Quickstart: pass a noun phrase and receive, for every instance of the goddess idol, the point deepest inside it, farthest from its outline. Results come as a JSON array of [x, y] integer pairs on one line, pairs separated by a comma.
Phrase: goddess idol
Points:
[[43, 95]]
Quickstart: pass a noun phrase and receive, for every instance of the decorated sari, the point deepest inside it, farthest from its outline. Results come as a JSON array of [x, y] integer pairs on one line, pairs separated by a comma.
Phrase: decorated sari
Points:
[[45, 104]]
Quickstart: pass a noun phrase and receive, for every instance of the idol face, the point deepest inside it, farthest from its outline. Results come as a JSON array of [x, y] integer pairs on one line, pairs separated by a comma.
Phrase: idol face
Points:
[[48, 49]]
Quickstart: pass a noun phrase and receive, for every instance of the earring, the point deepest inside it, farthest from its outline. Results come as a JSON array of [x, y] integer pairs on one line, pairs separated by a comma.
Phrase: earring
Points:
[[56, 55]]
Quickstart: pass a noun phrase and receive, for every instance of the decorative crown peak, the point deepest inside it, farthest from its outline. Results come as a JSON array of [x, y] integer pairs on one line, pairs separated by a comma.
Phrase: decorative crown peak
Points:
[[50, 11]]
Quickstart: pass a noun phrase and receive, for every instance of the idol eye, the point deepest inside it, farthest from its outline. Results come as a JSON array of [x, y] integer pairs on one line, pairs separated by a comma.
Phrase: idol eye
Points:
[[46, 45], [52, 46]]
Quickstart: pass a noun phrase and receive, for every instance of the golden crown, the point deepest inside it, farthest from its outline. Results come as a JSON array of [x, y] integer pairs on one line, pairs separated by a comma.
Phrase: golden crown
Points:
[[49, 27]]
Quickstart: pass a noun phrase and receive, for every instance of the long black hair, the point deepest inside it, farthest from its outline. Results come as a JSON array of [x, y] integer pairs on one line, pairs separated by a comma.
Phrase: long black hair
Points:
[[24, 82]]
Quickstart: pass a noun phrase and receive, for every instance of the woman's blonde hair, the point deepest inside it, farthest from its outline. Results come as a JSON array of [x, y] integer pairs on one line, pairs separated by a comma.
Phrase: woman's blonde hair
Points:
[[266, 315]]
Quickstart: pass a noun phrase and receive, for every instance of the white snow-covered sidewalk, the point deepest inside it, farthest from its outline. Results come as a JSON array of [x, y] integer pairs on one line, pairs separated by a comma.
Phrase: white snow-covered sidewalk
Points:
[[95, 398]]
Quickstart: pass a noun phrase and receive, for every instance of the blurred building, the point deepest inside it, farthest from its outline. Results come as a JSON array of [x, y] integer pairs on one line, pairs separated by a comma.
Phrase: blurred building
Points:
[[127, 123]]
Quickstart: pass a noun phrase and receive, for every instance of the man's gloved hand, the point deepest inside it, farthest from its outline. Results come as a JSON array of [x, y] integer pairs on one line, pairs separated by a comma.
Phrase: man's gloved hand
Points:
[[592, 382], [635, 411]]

————

Required task
Return, unchanged, the entries from the line with "of the white" up to and including the line with "[[95, 398]]".

Response to this task
Quickstart: pass a noun phrase and receive, for every instance of the white snow-covered sidewalk, the point deepest inside it, farthest from its outline. Results come as a JSON array of [x, y] integer pairs on one line, pairs separated by a comma.
Phrase: white snow-covered sidewalk
Points:
[[95, 398]]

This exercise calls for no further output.